---- Text section

The lowest in the scale of being is thus inorganic matter, and above
it comes organic matter, in which the principle of form becomes real
and definite as the inward organization of the thing. This inward
organization is the life, or what we call the soul, of the organism.
Even the human soul is nothing but the organization of the body. It
stands to the body in the relation of form to matter. With organism,
then, we reach the idea of living soul. But this living soul will
itself have lower and higher grades of being, the higher being a
higher realization of the principle of form. As the essential of
organism is self-realization, this will express itself first as
self-preservation. Self-preservation means first the preservation of
the individual, and this gives the function of nutrition. Secondly, it
means preservation of the species, and this gives the function of
propagation. The lowest grade in the organic kingdom will, therefore,
be {297} those organisms whose sole functions are to nourish
themselves, grow, and propagate their kind. These are plants. And we
may sum up this by saying that plants possess the nutritive soul.

--------

▶ [Written instruction A]: Decide whether each statement agrees with the passage on the scale of being, answering yes or no and quoting the words of the passage that settle it: (i) The human soul is the organization of the body. (ii) Inorganic matter stands above organic matter in the scale of being. (iii) Preservation of the species gives the function of nutrition.
▶ [Written instruction B]: Please summarize the passage on the scale of being in two sentences.
▶ [Written instruction C]: Recast the paragraph of the passage on the scale of being that begins "The lowest in the scale of being" as a short list that keeps its main facts.
The rows after this point are separate material, unrelated to the passage on the scale of being.

---- Listed entries

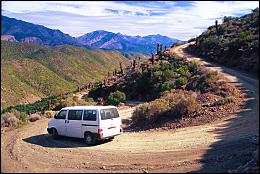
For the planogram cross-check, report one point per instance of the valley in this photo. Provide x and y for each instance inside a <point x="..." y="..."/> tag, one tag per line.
<point x="218" y="146"/>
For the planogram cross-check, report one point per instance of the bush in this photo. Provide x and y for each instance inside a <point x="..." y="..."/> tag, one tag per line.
<point x="225" y="100"/>
<point x="34" y="117"/>
<point x="149" y="112"/>
<point x="180" y="82"/>
<point x="173" y="104"/>
<point x="87" y="102"/>
<point x="194" y="67"/>
<point x="115" y="98"/>
<point x="9" y="120"/>
<point x="181" y="102"/>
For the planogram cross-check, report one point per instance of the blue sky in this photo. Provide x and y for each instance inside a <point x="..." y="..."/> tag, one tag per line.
<point x="177" y="19"/>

--------

▶ [Correct output A]:
(i) Yes: "Even the human soul is nothing but the organization of the body."
(ii) No: "The lowest in the scale of being is thus inorganic matter, and above it comes organic matter"
(iii) No: "Secondly, it means preservation of the species, and this gives the function of propagation."

▶ [Correct output B]: Above inorganic matter comes organic matter, whose inward organization is its life or soul, and this living soul has lower and higher grades. Since organism is self-realization, it first appears as self-preservation, giving nutrition for the individual and propagation for the species, so the lowest organisms are plants, which possess the nutritive soul.

▶ [Correct output C]:
- Inorganic matter is the lowest in the scale of being, and organic matter comes above it.
- In organic matter, form becomes real as the inward organization of the thing, which is its life or soul.
- The human soul is the organization of the body and stands to it as form to matter.
- The living soul has lower and higher grades, the higher being a higher realization of form.
- Organism is self-realization, which shows itself first as self-preservation.
- Preservation of the individual gives nutrition, and preservation of the species gives propagation.
- The lowest organisms only nourish themselves, grow, and propagate. These are plants, which possess the nutritive soul.